Brief 1>
Could you rewrite the paragraph beginning "Although Learning Annex has never clearly delineated" from the excerpt below on Learning Annex's compensation claim as a short list, keeping its main facts?
Brief 2>
Can you resume the excerpt on Learning Annex's compensation claim below, picking up right after its final sentence?

Text shown>
Although Learning Annex has never clearly delineated all of the services for which it seeks recovery, it is the Court's understanding that it seeks compensation for the following: (1) introducing Rich Dad to Whitney, (2) developing the free seminar business (including contacting potential licensees), (3) setting up teleseminars for Rich Dad, (4) arranging a sponsorship with PBS, (5) allowing Rich Dad to participate in Learning Annex expos, and (6) using its best efforts to promote Rich Dad. The parties appear to be in agreement that it is only the first two categories of services that could possibly fall within section 5-701(a)(10)'s prohibition on recovery in the absence of writings satisfying the Statute of Frauds.

See, e.g., 7/9/11 Pl. Letter at 5 ("The documents in this case show that Rich Dad specifically authorized Learning Annex to perform services on its behalf, and that the parties contemplated that Learning Annex would be compensated for those services.").

See 7/9/11 Pl. Letter at 5.

See, e.g., Rich Dad's Motion in Limine to Exclude Evidence ("Def. Motion in Limine") at 2 ("Under New York law, an agreement for an introduction fee is governed by the Statute of frauds."); id. at 3 ("[C]ourts interpreting [section 5-701(a)(10) have generally held that where the transaction results in the acquisition of an existing enterprise or the formation of a new one, it is a business opportunity.") (quotation marks omitted); id. ("LA cannot recover any compensation for its introduction, or any activities flowing from it, including the reasonable value of its services and profits of the subsequent joint venture, on a theory of unjust enrichment. . . .").

Entries pointing to named objects>
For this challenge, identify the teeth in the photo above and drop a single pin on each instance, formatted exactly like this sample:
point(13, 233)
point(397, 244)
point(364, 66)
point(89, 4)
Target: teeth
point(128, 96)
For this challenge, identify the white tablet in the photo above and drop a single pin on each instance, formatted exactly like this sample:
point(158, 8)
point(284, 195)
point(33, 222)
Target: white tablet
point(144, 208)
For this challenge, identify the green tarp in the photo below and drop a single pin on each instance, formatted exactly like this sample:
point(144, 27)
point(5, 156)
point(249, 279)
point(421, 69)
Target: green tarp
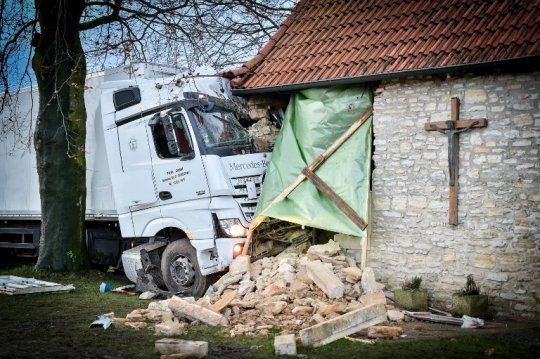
point(314, 120)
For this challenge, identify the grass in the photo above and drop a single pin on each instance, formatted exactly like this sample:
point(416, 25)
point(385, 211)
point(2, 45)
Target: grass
point(57, 326)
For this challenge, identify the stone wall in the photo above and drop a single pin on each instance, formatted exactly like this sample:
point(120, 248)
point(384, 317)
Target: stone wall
point(497, 238)
point(260, 108)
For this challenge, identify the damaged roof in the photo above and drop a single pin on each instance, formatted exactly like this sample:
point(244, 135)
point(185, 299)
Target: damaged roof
point(325, 42)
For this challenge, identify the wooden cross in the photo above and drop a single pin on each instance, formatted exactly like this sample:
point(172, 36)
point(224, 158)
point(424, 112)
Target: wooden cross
point(452, 129)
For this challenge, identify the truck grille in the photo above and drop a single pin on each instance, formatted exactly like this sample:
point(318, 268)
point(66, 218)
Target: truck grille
point(247, 191)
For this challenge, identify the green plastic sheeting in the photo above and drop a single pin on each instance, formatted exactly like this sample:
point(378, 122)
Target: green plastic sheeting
point(314, 120)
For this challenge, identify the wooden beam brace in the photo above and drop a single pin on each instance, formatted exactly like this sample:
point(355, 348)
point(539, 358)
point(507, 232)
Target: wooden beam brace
point(332, 196)
point(482, 122)
point(312, 167)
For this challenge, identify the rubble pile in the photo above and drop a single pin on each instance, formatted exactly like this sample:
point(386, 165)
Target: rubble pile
point(290, 291)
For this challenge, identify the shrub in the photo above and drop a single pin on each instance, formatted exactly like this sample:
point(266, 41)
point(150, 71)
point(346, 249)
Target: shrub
point(412, 284)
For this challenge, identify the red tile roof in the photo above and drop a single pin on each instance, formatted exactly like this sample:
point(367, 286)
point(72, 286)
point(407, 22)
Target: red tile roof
point(358, 40)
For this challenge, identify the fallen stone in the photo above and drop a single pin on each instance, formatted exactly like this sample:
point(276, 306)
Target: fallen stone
point(297, 285)
point(302, 310)
point(159, 305)
point(329, 249)
point(395, 315)
point(273, 289)
point(354, 273)
point(245, 288)
point(373, 298)
point(183, 309)
point(136, 325)
point(382, 332)
point(325, 279)
point(229, 281)
point(240, 265)
point(170, 329)
point(369, 284)
point(119, 322)
point(223, 302)
point(285, 345)
point(342, 326)
point(179, 346)
point(273, 308)
point(147, 295)
point(337, 307)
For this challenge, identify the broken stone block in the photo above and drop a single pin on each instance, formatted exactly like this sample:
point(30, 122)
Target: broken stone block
point(240, 265)
point(369, 284)
point(170, 328)
point(184, 309)
point(173, 356)
point(395, 315)
point(289, 276)
point(297, 285)
point(325, 279)
point(188, 347)
point(136, 325)
point(384, 332)
point(373, 298)
point(223, 302)
point(329, 249)
point(354, 273)
point(147, 295)
point(245, 288)
point(273, 289)
point(285, 345)
point(273, 308)
point(337, 307)
point(316, 319)
point(337, 328)
point(159, 305)
point(302, 310)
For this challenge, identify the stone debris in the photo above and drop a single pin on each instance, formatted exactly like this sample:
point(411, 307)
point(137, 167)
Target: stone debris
point(321, 296)
point(285, 344)
point(170, 346)
point(384, 332)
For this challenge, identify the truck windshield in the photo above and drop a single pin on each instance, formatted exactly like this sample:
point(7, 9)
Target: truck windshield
point(220, 127)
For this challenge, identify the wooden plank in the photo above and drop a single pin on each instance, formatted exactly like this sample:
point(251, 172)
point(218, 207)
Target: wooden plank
point(346, 324)
point(482, 122)
point(435, 318)
point(13, 285)
point(341, 204)
point(314, 165)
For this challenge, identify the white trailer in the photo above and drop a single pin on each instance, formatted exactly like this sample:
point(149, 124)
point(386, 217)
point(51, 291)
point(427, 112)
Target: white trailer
point(169, 170)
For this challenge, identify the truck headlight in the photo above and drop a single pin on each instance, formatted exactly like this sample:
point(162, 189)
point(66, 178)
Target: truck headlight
point(233, 227)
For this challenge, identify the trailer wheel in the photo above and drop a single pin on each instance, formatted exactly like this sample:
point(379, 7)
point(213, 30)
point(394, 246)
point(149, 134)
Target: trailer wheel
point(180, 269)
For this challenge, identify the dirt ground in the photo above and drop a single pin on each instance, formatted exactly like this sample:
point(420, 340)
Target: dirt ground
point(413, 329)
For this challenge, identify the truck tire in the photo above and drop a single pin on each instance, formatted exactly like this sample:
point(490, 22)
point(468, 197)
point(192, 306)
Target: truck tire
point(180, 269)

Task answer 1>
According to the Court's understanding, Learning Annex has never clearly delineated all the services it seeks recovery for, but it appears to seek compensation for:
- introducing Rich Dad to Whitney
- developing the free seminar business, including contacting potential licensees
- setting up teleseminars for Rich Dad
- arranging a sponsorship with PBS
- allowing Rich Dad to participate in Learning Annex expos
- using its best efforts to promote Rich Dad

The parties appear to agree that only the first two could fall within section 5-701(a)(10)'s bar on recovery without writings satisfying the Statute of Frauds.

Task answer 2>
In any event, I now hold that categories (3) through (6), which amount largely to promotional efforts on the part of Learning Annex, do not fall under section 5-701(a)(10)'s prohibition on recovery. Although MOU1 described Learning Annex's creation of radio infomercials as a "business" that Learning Annex would conduct "directly or through sub-licensees," Learning Annex is not suing for breach of the MOU1 — the terms of which are unenforceable. Rather, it is suing for recovery of services rendered in the absence of a contract. If the jury finds that Learning Annex has proven, by a preponderance of the evidence, that Learning Annex set up teleseminars for Rich Dad, arranged a sponsorship with PBS, allowed Rich Dad to participate in Learning Annex expos, and used its best efforts to promote Rich Dad with the reasonable expectation of being compensated — and that Rich Dad accepted those services with the expectation that it would pay Learning Annex for those services — it may recover the reasonable value of those services in quantum meruit in the absence of writings memorializing any alleged agreement to provide any such compensation.

However, categories (1) and (2) clearly fall within section 5-701(a)(10)'s broad prohibition. Learning Annex's alleged introduction of Rich Dad to Whitney clearly constitutes "procuring an introduction to a party to the transaction," and its efforts to develop the free seminar business and to consummate a licensing agreement clearly constitute "assisting in the negotiation or consummation of the transaction" — here, "the formation of a new . . . business opportunity," namely a joint venture that included Whitney but that, ultimately, did not include Learning Annex. In the absence of an agreement under which Learning Annex was actually made a party to that joint venture, these services amount to an intermediary's provision of "`know-how' or `know-who[]' in bringing about between principals an enterprise of some complexity." In short, Learning Annex's claim for compensation for these services is "precisely the kind the statute of frauds describes."

Vioni, 2009 WL 174937, at *3 (quotation marks omitted).

Snyder, 13 N.Y.3d at 509.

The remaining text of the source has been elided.